**Directions:** Copy each of the records exactly; leave nothing out.
Top of Provided records
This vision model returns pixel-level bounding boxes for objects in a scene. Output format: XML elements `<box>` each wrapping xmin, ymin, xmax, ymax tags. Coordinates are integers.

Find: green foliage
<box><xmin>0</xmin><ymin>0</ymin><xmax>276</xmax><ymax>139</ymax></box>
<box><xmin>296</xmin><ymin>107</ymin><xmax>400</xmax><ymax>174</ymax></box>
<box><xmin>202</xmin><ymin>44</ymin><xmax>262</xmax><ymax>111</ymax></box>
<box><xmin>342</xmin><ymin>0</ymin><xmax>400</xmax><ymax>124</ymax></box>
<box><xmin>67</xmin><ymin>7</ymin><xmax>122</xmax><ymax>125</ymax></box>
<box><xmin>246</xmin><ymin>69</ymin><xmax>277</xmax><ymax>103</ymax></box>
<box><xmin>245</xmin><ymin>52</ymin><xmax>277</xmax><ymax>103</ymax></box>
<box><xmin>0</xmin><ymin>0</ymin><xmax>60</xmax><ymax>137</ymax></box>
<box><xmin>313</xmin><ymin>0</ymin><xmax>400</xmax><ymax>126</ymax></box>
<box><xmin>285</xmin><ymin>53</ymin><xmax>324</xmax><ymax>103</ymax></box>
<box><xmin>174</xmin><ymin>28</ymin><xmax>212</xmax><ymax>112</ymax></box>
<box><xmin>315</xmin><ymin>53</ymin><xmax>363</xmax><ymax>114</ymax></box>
Bottom of Provided records
**Answer box:**
This vision model returns pixel-level bounding boxes for objects in a scene. Output format: XML elements `<box>` each wrapping xmin, ymin, xmax, ymax tags. Coordinates are integers.

Find: green foliage
<box><xmin>0</xmin><ymin>0</ymin><xmax>276</xmax><ymax>139</ymax></box>
<box><xmin>296</xmin><ymin>107</ymin><xmax>400</xmax><ymax>174</ymax></box>
<box><xmin>202</xmin><ymin>44</ymin><xmax>262</xmax><ymax>111</ymax></box>
<box><xmin>342</xmin><ymin>0</ymin><xmax>400</xmax><ymax>124</ymax></box>
<box><xmin>67</xmin><ymin>7</ymin><xmax>122</xmax><ymax>125</ymax></box>
<box><xmin>246</xmin><ymin>69</ymin><xmax>277</xmax><ymax>103</ymax></box>
<box><xmin>245</xmin><ymin>52</ymin><xmax>277</xmax><ymax>103</ymax></box>
<box><xmin>0</xmin><ymin>0</ymin><xmax>60</xmax><ymax>137</ymax></box>
<box><xmin>313</xmin><ymin>0</ymin><xmax>400</xmax><ymax>126</ymax></box>
<box><xmin>285</xmin><ymin>53</ymin><xmax>324</xmax><ymax>103</ymax></box>
<box><xmin>174</xmin><ymin>28</ymin><xmax>212</xmax><ymax>112</ymax></box>
<box><xmin>315</xmin><ymin>53</ymin><xmax>363</xmax><ymax>114</ymax></box>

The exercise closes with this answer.